In the lines from the one containing "point: off-road tire" through the one containing "column 753, row 475", change "drop a marker" to "place a pin" and leave everything else as it is. Give back only those lines.

━━━ Input material ━━━

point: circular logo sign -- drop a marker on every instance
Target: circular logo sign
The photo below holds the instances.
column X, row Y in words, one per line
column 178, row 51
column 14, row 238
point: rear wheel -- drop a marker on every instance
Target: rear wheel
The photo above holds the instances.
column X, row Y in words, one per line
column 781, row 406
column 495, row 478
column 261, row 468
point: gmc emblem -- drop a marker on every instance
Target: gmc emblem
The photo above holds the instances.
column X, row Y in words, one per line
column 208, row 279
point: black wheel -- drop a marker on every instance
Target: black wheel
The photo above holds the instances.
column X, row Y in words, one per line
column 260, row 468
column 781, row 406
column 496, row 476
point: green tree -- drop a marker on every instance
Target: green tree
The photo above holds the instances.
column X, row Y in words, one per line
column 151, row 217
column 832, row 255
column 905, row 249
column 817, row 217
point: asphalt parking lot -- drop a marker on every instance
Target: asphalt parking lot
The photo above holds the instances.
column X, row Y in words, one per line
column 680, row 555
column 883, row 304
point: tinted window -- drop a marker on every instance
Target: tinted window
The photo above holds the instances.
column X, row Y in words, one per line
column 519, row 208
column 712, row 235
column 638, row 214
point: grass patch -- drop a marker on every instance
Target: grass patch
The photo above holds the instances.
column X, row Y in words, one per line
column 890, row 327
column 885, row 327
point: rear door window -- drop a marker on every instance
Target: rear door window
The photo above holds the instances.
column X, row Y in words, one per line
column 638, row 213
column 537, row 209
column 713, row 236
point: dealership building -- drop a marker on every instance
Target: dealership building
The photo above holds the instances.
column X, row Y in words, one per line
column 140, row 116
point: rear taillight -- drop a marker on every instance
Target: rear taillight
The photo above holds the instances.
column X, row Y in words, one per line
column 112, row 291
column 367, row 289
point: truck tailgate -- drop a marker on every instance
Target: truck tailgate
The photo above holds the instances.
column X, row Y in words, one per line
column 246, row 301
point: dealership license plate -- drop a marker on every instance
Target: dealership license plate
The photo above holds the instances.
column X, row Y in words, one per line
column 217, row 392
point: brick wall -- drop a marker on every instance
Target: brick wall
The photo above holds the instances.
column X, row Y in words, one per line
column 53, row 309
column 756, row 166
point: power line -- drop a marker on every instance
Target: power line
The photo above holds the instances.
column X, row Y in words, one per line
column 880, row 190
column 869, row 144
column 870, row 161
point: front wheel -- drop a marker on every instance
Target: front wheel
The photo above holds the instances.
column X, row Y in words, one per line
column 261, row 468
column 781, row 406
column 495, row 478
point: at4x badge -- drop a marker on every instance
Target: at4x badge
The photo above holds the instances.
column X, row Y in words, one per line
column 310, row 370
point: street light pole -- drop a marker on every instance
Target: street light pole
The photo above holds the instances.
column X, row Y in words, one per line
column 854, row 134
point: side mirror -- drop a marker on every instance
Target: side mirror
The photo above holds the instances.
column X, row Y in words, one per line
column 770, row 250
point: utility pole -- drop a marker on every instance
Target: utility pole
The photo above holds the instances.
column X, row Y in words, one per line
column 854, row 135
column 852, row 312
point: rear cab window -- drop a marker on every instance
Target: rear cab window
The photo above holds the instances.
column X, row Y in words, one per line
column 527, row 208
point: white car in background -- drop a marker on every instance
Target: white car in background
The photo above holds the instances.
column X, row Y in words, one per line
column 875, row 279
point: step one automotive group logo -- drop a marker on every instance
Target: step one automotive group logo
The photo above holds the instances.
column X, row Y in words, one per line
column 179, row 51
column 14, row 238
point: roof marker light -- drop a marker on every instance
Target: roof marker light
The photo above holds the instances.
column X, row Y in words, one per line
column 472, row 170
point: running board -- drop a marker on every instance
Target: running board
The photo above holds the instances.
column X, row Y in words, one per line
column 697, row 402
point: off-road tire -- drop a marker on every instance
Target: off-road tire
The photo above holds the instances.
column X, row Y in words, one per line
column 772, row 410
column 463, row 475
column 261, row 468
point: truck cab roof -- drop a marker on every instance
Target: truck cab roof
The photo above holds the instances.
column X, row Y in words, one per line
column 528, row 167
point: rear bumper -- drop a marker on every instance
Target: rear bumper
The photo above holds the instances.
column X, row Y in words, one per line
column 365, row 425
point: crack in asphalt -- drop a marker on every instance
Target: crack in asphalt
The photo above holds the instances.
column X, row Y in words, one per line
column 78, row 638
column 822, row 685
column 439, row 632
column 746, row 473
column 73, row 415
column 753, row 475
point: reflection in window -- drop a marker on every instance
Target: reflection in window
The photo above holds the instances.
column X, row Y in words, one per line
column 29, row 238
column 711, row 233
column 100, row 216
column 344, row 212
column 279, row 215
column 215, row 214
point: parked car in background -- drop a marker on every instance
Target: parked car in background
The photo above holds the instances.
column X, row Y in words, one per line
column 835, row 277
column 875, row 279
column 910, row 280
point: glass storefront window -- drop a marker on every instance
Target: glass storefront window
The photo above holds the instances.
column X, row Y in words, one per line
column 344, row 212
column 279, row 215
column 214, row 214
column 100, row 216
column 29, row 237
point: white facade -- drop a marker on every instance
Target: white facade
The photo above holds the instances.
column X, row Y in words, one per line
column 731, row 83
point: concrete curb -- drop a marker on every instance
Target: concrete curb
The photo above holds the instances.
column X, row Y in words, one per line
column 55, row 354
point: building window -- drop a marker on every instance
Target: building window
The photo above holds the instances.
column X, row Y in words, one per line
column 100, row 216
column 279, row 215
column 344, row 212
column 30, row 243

━━━

» Output below
point: off-road tire -- place a pin on every instance
Target: off-road tire
The photo above holds the instances.
column X, row Y in words, one per line
column 772, row 410
column 463, row 475
column 261, row 468
point: truck cab roof -- place a pin on every instance
Target: truck cab roof
The photo above holds the instances.
column X, row Y in words, one per line
column 528, row 167
point: rear bumper -- place a pin on every instance
Target: rear bumper
The photo above holds the instances.
column X, row Y in words, one per line
column 365, row 425
point: crack in asphalt -- place a pin on every instance
Target: crack in asphalt
The photo above holds the instances.
column X, row Y in words, one per line
column 78, row 638
column 822, row 685
column 439, row 632
column 746, row 473
column 73, row 415
column 753, row 475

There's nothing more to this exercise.